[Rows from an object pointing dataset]
--------
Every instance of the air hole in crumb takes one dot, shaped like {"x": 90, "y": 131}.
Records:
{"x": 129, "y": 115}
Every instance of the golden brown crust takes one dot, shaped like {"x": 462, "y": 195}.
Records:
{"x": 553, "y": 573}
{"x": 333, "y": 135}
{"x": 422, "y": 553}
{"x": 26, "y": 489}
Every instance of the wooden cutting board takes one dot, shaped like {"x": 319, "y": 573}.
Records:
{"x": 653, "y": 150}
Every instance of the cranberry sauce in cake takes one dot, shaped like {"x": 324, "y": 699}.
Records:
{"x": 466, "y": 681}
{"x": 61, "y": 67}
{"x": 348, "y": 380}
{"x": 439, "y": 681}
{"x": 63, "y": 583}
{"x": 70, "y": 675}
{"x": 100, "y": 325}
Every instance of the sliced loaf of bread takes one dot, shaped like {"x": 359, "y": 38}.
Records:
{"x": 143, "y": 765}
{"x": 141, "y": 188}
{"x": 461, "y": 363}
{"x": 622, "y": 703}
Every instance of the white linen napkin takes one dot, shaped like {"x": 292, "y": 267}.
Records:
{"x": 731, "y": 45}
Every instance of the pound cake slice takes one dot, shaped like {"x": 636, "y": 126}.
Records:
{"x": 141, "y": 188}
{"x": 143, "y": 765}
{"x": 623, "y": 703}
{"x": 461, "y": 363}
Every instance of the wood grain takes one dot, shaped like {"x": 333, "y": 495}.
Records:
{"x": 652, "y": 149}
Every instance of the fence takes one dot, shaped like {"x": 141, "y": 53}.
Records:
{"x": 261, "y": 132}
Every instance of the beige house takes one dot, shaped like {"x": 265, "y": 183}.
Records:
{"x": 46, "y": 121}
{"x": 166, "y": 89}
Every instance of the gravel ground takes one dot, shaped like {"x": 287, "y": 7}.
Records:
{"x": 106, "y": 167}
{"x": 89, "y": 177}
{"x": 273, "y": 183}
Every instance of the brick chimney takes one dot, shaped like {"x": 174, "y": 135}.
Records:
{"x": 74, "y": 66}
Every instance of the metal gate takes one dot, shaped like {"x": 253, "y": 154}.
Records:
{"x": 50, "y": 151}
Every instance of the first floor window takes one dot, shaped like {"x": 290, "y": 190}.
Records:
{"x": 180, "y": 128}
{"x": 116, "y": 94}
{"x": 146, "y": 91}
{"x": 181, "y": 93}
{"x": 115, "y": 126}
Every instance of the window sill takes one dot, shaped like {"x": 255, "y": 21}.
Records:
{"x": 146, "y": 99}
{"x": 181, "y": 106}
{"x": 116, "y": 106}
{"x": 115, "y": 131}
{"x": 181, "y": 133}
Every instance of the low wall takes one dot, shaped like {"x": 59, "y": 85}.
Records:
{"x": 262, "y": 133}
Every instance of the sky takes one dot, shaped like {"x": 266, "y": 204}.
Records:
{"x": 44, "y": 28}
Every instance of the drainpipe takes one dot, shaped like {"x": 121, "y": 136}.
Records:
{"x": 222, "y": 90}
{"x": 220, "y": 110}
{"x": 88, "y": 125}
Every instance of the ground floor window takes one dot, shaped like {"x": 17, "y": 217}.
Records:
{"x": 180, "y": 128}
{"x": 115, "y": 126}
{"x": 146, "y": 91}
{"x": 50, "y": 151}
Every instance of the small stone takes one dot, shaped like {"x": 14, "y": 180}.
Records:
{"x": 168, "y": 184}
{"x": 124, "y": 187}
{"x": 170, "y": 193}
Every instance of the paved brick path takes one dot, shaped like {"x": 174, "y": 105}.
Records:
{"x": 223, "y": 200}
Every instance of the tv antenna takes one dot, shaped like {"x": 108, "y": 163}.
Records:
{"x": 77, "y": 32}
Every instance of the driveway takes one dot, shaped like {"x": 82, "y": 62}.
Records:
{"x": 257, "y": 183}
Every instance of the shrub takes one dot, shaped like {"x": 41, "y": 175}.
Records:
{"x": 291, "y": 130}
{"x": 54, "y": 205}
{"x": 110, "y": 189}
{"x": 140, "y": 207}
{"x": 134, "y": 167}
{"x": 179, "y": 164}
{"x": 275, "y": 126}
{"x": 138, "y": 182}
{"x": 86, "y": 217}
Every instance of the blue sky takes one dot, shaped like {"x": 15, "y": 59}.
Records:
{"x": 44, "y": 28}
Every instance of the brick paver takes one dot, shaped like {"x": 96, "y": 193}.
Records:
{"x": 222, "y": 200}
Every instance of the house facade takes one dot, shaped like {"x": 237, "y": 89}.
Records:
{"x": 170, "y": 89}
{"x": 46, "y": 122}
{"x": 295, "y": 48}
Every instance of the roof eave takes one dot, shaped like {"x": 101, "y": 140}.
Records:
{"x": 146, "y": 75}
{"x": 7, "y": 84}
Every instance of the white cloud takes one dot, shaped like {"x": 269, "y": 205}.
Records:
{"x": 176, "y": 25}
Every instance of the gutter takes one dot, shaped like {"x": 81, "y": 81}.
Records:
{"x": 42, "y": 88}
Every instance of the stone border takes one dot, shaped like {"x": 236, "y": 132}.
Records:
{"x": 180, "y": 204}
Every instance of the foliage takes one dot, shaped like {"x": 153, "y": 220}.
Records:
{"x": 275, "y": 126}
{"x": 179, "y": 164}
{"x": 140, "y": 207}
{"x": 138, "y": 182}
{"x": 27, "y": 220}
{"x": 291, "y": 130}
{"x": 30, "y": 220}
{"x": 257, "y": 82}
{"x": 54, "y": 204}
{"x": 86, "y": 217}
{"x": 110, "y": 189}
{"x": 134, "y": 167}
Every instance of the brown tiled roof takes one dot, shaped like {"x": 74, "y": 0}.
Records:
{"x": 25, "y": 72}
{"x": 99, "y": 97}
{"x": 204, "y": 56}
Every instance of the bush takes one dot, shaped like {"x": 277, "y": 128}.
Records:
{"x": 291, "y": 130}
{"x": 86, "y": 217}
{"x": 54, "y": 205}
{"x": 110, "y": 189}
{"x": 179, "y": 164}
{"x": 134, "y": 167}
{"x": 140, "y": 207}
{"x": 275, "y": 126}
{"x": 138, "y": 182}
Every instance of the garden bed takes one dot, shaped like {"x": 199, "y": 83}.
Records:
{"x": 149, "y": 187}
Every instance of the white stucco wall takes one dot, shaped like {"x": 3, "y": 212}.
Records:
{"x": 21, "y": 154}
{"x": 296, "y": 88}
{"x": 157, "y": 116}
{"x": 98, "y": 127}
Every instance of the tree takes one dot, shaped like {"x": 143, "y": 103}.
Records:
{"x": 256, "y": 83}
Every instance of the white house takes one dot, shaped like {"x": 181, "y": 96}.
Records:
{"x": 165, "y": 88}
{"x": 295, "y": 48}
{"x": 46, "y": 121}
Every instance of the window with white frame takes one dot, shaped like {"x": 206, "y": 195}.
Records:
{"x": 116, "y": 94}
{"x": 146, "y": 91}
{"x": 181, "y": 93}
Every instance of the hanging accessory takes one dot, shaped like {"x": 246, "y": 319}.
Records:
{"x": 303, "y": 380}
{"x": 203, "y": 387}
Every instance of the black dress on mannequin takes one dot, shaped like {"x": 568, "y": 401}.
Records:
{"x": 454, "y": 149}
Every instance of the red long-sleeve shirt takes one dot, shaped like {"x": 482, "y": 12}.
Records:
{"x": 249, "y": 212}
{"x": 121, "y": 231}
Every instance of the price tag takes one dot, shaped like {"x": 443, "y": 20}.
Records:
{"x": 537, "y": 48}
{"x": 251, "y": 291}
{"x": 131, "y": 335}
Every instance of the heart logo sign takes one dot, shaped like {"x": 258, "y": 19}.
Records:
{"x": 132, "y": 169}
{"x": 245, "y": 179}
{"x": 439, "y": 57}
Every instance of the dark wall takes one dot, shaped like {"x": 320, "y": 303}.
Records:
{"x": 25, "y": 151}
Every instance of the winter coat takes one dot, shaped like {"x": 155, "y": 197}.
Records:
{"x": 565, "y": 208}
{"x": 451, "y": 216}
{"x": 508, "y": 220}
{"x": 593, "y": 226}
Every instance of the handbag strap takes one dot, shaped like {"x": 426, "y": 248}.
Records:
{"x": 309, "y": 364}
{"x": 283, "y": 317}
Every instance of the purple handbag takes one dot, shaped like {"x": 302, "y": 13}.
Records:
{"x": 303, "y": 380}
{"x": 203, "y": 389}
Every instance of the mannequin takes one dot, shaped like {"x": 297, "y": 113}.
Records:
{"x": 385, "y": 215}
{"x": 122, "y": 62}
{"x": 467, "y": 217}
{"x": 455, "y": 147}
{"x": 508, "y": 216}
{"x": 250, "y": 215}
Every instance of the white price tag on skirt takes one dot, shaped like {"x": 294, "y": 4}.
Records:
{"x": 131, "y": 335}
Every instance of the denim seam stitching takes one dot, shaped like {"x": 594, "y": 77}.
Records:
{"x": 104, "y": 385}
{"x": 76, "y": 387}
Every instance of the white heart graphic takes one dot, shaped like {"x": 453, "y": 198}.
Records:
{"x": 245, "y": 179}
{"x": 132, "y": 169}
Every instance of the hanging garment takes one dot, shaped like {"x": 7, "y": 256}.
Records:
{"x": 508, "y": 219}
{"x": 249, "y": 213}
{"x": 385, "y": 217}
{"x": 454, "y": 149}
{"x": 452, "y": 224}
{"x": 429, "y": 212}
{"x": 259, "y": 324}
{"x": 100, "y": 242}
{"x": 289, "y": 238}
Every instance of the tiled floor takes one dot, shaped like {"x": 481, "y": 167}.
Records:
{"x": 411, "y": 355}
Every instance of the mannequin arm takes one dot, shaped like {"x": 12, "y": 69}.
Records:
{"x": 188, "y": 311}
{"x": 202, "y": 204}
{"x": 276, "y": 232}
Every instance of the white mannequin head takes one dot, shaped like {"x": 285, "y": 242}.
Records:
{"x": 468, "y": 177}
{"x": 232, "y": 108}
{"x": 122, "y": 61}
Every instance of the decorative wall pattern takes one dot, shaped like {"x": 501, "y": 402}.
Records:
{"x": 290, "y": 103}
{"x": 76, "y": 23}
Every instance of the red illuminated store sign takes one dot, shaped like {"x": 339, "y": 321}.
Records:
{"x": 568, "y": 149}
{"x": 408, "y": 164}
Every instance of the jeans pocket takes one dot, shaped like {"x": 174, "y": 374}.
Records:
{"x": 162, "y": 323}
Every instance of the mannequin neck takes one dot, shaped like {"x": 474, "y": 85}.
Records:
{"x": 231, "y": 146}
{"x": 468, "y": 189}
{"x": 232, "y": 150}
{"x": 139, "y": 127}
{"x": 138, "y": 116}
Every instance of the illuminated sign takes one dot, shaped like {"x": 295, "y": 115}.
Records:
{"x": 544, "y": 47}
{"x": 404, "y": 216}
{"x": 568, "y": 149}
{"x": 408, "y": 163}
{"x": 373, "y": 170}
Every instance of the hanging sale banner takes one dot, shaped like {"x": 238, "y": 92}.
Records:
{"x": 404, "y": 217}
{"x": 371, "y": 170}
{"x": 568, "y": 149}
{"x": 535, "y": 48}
--------
- **Goal**
Copy out, word for word, the stretch of lines from the one containing "Every instance of the hanging sale" through the end of the lines.

- **Final result**
Every instance of the hanging sale banner takes one dot, shaped like {"x": 238, "y": 92}.
Records:
{"x": 404, "y": 217}
{"x": 371, "y": 170}
{"x": 568, "y": 149}
{"x": 535, "y": 48}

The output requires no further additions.